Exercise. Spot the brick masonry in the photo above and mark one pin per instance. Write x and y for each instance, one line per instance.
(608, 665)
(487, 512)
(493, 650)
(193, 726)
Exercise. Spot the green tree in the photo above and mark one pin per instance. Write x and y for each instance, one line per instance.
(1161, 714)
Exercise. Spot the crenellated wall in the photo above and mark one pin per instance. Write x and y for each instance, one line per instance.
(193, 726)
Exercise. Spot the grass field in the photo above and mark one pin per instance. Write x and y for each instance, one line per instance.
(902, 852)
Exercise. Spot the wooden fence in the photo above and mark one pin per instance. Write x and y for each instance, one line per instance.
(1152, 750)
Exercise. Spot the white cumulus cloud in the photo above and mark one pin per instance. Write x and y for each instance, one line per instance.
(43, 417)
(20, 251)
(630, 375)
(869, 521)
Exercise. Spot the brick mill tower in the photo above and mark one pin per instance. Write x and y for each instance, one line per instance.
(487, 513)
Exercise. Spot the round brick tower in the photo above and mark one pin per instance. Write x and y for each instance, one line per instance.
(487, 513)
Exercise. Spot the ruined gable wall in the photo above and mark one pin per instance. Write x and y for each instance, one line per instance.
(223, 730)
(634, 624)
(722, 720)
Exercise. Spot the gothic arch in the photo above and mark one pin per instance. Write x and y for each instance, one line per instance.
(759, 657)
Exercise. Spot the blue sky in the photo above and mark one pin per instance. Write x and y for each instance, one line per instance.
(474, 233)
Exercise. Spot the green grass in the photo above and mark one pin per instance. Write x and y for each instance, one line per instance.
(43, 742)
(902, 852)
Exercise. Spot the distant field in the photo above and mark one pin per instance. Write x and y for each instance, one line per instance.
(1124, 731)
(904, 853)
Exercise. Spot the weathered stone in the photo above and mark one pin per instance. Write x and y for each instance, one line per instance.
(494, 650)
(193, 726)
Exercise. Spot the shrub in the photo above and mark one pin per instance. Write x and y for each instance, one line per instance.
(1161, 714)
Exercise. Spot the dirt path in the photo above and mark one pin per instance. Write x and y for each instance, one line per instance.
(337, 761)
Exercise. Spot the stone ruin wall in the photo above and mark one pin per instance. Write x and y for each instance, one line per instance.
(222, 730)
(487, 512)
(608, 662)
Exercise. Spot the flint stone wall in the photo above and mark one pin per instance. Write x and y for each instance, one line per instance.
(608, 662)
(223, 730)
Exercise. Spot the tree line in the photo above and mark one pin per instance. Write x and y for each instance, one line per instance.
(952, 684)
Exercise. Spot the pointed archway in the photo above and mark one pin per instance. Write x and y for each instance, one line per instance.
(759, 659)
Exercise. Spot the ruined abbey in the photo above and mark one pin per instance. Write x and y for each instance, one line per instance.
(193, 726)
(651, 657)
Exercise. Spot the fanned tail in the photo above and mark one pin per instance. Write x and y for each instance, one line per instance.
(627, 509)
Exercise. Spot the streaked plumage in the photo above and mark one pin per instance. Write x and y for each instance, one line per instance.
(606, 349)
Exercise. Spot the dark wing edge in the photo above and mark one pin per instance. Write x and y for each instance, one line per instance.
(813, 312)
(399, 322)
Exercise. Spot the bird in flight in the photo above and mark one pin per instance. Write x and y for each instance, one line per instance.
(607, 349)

■ ■ ■ ■

TASK REQUIREMENTS:
Exactly and only the lines from the line containing "Exercise. Spot the shrub" through the last line of the entries should be copied, both ends included.

OUTPUT OF THE EXERCISE:
Exercise. Spot the shrub in the photo above and mark one pin per instance. Write x and y for each instance, one line per instance.
(1161, 714)
Exercise. Spot the dirt path in the photo above and mark one pin per instance. Write x and y for each instance, one line per instance.
(337, 761)
Exercise. Spot the stone ruin wall in the photo above and mark one pin per instance. Write x and y for each instance, one line per instance.
(222, 730)
(487, 512)
(608, 662)
Exercise. Spot the flint stone wall in the photo above and mark one pin per instance. Write x and y for each instance, one line per instance.
(608, 662)
(223, 730)
Exercise. Spot the tree line in the photo above and mark one pin per instance. Write x and y for each instance, one line per instance.
(952, 684)
Exercise. Spot the pointed archway in the photo above and mark one pin per instance. Write x and y for each instance, one line per instance.
(759, 659)
Exercise. Spot the ruined abbey in the photo above and mark one pin per instance. Write x and y for each instance, one line per instance.
(193, 726)
(651, 657)
Exercise. Spot the fanned tail in the photo above and mark one pin per instance. Write x and y for each instance, one line per instance.
(627, 509)
Exercise. Spot the streaked plumage in the photo above and mark one pin per instance. Write x and y for each instance, one line per instance.
(606, 349)
Exercise. Spot the dark wing edge in the photo above and mark one pin per instance. Write x and y for each instance, one line per instance.
(813, 312)
(399, 322)
Exercise. Spot the bird in flight in the photo above and mark one pin per instance. Write x and y for each instance, one line per instance.
(607, 349)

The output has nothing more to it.